— ASSIGNED TASK A —
In the passage about helping a friend held in prison in Texas, which places does the narrator say they called so the women could reach their families?
— ASSIGNED TASK B —
Can you carry the passage about helping a friend held in prison in Texas forward from its last sentence?
── PAGE EXCERPT ──
I went through four different attorneys in Texas in the last six months trying to help my friend. The only one who was especially helpful was the legal aid attorney whom I spoke to in the beginning. Unfortunately, because of his huge case load, he was transferred before her case went to court. I then went through a series of private attorneys, and I could only say I was reminded of a comment someone made about the attorney for a certain celebrity: He was good at getting someone out of jail when their time was up, and that was the way I felt about the attorneys I dealt with. I was shocked to find that, even as an attorney, I couldn't get a telephone call returned. I actually called one attorney seven days in a row before I finally got to speak with him. I realize that these attorneys deal strictly with people in prison, and are not used to getting calls from their clients, or from their families who don't even know where their loved one is located.
In any event, I was able to speak with my friend every night. We even set up conference calls. She organized a line of women each night, and I would call El Salvador, Honduras, Guatemala, Miami, New Orleans and California, etc., so that her fellow prisoners could advise their families where they were and speak to them for a short time. At least that part of the experience was very fulfilling. There was no surprise for me that she behaved like a mother hen, even in prison, and helped so many people around her. I find myself worrying how they are doing now that she is not there.
───
── PROVIDED INFORMATION ──
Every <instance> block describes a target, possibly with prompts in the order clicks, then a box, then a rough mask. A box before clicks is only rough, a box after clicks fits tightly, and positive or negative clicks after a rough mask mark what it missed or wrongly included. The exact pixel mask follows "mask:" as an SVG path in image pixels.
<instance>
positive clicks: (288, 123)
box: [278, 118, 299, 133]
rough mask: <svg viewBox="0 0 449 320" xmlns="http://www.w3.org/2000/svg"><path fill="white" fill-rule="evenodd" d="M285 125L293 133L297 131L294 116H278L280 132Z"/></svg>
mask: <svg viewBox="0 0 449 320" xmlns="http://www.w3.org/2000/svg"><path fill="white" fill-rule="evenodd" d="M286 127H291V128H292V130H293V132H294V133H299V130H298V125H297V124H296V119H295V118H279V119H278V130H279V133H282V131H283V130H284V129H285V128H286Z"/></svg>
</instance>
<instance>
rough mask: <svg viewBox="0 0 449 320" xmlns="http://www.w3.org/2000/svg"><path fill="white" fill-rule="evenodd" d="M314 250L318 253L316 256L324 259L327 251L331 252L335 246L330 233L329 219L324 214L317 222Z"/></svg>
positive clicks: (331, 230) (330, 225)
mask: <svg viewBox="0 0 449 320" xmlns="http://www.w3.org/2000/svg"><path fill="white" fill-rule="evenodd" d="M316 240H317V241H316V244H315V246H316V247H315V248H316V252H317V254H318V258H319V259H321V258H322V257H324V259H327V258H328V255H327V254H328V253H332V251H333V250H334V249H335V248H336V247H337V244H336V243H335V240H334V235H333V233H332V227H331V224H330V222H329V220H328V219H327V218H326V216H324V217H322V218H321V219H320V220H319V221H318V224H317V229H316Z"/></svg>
───
— RESULT A —
El Salvador, Honduras, Guatemala, Miami, New Orleans, California

— RESULT B —
The end of the story hasn't been written, but she finally was released and is now with me. We have decided that we want to spend the rest of our lives together and I'm proud to have now made her my wife. As we have been told by my friend, an immigration lawyer here in New York, it won't help her immigration status because she has already been deported twice, and so it may mean that I will have to pack and become a Honduran.
We are all descended from immigrants, and we need to remember that. I am proud of the fact that I live in the New York City and surrounding area where, more often than not, people realize the importance of these new immigrants. In 1997, I wrote a column saying that older people in the community owe a debt of gratitude to the immigrants who care for them at home when no one else will. Many an older person is still living at home because of these people, when without them they might be shuffled off to a nursing home.
Che Guevara once said that he dreamed of the day when there would be no borders. Right now that seems like just a dream. My hope is that Jacob Smith's generation will succeed where mine and following generations have failed. Maybe then we can truly have one world, one people.